▶ **SOURCE DATA**

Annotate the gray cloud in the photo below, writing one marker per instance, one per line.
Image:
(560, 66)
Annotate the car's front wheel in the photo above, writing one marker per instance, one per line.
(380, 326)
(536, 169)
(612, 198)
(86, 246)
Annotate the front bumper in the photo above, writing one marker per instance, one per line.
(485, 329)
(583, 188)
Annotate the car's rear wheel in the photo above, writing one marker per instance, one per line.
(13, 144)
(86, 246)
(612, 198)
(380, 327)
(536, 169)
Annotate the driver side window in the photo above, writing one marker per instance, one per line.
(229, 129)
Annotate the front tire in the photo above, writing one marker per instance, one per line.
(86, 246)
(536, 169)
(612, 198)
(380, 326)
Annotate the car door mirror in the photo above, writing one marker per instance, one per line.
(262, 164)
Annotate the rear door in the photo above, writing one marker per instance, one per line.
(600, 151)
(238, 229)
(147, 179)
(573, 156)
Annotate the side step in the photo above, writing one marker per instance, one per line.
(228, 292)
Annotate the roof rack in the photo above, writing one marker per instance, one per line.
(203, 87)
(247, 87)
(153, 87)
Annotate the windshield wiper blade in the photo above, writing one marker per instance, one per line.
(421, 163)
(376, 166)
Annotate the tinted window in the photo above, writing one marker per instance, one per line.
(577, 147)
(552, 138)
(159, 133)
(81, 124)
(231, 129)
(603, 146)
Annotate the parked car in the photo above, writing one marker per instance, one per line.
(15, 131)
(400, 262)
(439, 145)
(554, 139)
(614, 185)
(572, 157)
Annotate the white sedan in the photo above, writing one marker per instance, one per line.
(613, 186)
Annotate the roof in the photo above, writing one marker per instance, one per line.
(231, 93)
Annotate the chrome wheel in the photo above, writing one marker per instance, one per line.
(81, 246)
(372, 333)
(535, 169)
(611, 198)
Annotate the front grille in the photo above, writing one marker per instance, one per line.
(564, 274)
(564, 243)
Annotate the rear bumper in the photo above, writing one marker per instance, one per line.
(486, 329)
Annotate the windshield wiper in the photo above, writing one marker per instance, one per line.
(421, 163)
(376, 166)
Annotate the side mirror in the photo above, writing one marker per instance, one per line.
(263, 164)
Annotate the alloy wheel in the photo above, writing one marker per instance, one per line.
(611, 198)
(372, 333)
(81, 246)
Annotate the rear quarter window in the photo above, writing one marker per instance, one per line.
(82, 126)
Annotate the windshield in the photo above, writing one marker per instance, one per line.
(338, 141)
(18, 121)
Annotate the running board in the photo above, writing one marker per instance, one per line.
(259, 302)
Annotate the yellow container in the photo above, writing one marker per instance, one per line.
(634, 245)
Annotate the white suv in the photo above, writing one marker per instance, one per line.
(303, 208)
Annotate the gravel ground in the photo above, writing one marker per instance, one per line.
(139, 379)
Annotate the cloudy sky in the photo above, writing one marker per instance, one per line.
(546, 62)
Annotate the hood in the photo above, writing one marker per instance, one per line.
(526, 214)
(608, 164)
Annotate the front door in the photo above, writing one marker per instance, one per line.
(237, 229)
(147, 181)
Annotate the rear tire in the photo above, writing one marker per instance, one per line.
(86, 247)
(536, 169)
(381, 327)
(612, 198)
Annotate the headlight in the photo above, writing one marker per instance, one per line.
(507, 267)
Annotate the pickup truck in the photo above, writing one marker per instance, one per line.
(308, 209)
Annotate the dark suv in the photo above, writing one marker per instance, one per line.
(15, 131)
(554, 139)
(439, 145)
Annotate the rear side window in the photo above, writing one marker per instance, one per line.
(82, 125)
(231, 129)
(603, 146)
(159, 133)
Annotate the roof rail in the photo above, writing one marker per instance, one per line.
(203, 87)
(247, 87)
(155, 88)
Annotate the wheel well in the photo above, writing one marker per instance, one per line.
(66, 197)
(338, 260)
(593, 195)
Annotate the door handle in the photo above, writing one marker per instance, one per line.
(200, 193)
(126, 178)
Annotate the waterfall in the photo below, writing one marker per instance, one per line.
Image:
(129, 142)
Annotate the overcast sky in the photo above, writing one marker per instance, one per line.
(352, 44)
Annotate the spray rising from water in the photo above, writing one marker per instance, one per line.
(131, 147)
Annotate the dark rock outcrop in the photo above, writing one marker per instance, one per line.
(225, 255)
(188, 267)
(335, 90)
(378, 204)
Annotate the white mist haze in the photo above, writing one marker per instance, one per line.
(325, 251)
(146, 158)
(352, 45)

▶ **EXERCISE REQUIREMENTS**
Set down exactly the lines beginning at the one that holds "Annotate the white mist" and ending with the last line of the data.

▶ **ANSWER TO THIS TASK**
Annotate the white mist haze in the photo above, writing one marker per instance, one per line.
(325, 251)
(146, 158)
(352, 45)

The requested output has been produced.